_FRAGMENTO PARA LEER:_
Tras la debacle hipotecaria de 2008 y la obligada reconversión subsiguiente de la máquina de succión de riqueza social que representa el sector inmobiliario hacia la extracción de rentas del alquiler, en el año 2017 surgieron los primeros Sindicatos de Inquilinos en España. Comienza entonces la nueva fase del movimiento de vivienda, tras la hegemonía de la lucha contra los desahucios hipotecarios, encabezada por la PAH, en el periodo inmediatamente posterior a la explosión de la burbuja inmobiliaria.

El 12 de mayo de 2017 se celebró la presentación en sociedad del Sindicato de Inquilinas de Barcelona. “La defensa del derecho a la vivienda y a un alquiler asequible, estable, seguro y digno” constituirían, según su manifiesto fundacional, sus propósitos fundamentales. La formación de un parque público de alquiler social; la exigencia de la bajada de los alquileres y la estabilidad de los contratos; la reforma de la neoliberal Ley de Arrendamientos Urbanos y la regulación estricta del alquiler de temporada, turístico y de habitaciones; y el asesoramiento y la defensa de los afectados por los “desahucios invisibles”, causados por las subidas exorbitantes perpetradas “a sangre fría” por los desalmados rentistas, representan sus principales reivindicaciones y ejes de actuación.

Los procesos de “negociación por bloques” con propietarios de edificios enteros, generalmente fondos buitres, grandes bancos o la SAREB -el siniestro “banco malo”-, con el objetivo de evitar la expulsión “silenciosa” de los vecinos buscando soluciones conjuntas en pos de lograr la renovación de los contratos sin subidas desorbitadas; y el recurso último a la huelga de alquileres, como vía de presión y acto de desobediencia colectiva para luchar contra las cláusulas abusivas y negociar una mejora de las condiciones con el renuente propietario, constituyen sus principales estrategias de lucha sindical en defensa de los desvalidos arrendatarios. Y se ha de resaltar el éxito obtenido -a costa de arrostrar la dureza de la represión jurídico-policial, al amparo de la ominosa Ley Mordaza- en algunos procesos de expulsión masiva de inquilinos y de paralización de desahucios, atajados gracias a la presión sindical y al coraje de los colectivos de vecinos, que logran arrancar al fondo buitre de turno alquileres asequibles y contratos estables. Lo cual representa, por otro lado, la prueba palpable de que, ante la imposibilidad manifiesta de lograr cambios estructurales, que alteren realmente la “relación de fuerzas” a favor del arrendatario frente al todopoderoso bloque propietario, la resistencia y la organización de los afectados por la violencia inmobiliaria resultan las únicas vías para lograr resultados tangibles.

_TU TAREA:_
Responde a estas preguntas según el texto sobre los sindicatos de inquilinos:
(a) ¿En qué año surgieron los primeros Sindicatos de Inquilinos en España?
(b) ¿En qué fecha se presentó en sociedad el Sindicato de Inquilinas de Barcelona?
(c) ¿Qué recurso último se menciona como vía de presión y acto de desobediencia colectiva?

_DATOS DADOS:_
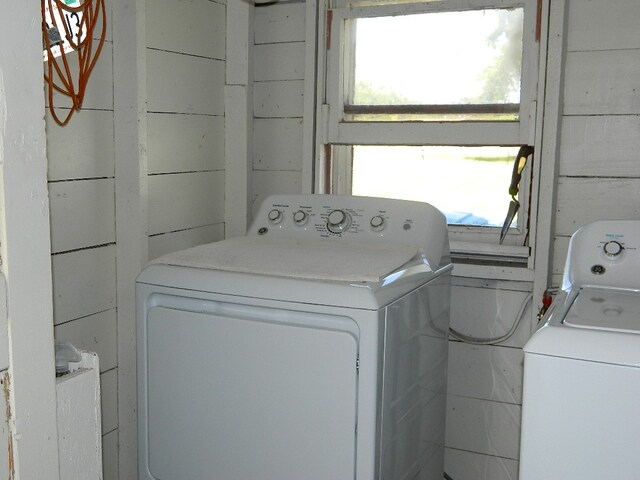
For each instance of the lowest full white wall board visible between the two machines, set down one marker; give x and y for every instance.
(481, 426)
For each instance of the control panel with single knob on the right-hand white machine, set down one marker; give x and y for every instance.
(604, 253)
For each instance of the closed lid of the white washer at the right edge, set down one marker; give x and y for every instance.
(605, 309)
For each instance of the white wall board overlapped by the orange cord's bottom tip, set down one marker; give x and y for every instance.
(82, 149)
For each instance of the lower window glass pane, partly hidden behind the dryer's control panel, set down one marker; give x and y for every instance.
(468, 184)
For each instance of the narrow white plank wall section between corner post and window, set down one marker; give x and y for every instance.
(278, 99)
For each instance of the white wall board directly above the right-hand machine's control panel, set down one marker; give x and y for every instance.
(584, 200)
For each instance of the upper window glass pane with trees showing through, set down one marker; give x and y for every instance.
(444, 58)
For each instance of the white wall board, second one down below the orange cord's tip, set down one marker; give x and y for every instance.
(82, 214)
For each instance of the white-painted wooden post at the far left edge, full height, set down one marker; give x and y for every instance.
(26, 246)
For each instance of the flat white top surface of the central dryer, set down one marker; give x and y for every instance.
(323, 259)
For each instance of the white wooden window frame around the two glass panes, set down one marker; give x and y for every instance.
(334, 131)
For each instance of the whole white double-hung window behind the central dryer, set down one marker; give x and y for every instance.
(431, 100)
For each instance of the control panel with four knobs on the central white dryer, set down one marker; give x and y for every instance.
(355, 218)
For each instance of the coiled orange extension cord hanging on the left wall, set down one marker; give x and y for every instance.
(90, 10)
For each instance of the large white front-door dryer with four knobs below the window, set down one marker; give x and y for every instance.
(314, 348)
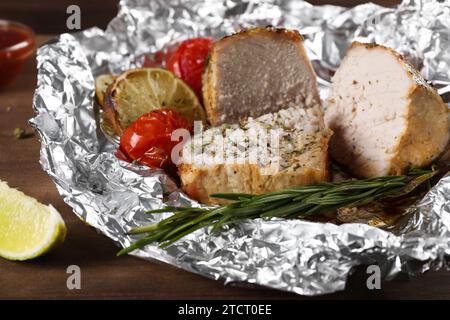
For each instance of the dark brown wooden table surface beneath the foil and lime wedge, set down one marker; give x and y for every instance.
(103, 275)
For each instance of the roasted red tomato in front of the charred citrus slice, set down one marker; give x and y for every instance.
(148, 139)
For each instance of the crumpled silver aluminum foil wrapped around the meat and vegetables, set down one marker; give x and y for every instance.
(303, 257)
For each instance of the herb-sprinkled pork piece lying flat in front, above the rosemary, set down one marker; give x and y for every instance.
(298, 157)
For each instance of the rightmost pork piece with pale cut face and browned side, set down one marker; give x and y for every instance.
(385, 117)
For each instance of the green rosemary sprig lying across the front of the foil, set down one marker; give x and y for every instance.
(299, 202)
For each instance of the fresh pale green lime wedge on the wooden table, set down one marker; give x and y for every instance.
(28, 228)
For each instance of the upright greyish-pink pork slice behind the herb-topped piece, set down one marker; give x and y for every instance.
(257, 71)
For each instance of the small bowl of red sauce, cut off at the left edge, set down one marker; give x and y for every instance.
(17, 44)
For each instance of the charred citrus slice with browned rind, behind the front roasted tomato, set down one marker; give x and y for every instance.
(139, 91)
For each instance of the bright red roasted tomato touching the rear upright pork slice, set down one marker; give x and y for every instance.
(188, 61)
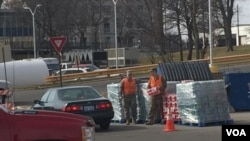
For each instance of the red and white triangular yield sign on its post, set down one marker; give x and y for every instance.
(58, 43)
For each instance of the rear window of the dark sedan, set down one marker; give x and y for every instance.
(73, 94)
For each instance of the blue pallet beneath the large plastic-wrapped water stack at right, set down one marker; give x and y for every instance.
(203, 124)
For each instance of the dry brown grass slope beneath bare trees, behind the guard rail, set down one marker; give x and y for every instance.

==

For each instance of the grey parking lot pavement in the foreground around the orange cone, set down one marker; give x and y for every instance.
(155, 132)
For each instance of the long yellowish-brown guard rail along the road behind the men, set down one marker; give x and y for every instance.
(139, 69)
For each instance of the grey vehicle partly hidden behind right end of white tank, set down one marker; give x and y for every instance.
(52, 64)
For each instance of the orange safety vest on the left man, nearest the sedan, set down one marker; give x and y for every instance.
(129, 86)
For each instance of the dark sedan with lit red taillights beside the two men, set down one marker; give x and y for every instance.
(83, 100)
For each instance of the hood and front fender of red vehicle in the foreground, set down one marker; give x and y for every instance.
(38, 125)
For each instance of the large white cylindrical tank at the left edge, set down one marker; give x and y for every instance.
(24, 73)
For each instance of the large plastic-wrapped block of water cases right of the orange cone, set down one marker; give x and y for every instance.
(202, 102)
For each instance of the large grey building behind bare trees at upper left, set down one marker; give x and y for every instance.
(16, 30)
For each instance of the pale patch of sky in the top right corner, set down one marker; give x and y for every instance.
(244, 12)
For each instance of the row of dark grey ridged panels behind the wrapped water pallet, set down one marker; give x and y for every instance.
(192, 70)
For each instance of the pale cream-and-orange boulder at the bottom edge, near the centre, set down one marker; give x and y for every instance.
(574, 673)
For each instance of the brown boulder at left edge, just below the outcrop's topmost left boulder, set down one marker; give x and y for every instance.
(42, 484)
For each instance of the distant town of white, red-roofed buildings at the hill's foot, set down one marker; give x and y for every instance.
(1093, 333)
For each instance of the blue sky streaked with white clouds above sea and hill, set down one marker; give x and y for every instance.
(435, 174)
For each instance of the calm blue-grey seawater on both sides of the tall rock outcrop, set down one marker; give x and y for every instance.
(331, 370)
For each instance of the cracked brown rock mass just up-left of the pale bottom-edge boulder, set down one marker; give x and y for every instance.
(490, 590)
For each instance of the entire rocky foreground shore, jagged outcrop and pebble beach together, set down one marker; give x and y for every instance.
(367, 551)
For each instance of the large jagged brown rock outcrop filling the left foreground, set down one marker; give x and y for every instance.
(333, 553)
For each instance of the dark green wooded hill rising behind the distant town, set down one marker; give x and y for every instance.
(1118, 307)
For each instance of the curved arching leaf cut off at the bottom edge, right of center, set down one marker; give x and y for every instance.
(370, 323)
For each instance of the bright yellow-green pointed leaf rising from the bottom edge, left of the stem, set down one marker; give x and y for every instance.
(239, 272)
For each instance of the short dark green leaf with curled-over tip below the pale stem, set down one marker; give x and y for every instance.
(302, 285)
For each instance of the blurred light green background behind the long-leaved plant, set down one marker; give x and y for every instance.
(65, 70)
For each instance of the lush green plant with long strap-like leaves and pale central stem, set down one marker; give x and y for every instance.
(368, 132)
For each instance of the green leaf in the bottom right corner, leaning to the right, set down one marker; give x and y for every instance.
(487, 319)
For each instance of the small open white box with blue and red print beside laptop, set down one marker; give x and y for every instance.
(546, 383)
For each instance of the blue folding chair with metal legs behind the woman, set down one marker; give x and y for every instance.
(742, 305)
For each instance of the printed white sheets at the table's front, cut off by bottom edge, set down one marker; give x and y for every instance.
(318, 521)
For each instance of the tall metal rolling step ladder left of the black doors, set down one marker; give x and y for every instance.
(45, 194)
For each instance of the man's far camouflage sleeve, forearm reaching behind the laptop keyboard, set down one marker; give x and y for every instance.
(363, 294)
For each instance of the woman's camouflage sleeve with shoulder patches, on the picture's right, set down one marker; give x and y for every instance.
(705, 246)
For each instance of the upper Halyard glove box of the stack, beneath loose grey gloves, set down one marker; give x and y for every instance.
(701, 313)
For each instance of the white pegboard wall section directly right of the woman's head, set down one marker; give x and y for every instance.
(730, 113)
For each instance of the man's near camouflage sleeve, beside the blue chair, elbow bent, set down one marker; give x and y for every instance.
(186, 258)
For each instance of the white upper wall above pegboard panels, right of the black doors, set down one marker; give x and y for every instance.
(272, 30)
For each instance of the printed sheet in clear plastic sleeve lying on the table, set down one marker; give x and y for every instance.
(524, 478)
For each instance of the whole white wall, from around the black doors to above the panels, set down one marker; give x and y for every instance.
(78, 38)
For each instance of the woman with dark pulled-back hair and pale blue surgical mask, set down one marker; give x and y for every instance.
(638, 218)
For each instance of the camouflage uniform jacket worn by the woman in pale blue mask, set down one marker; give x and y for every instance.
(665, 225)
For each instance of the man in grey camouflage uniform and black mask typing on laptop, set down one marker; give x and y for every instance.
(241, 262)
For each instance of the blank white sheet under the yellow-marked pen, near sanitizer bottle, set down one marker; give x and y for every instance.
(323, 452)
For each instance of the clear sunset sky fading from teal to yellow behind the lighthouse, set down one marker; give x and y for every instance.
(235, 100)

_SOLUCIÓN ESCRITA:_
(a) En el año 2017.
(b) El 12 de mayo de 2017.
(c) La huelga de alquileres.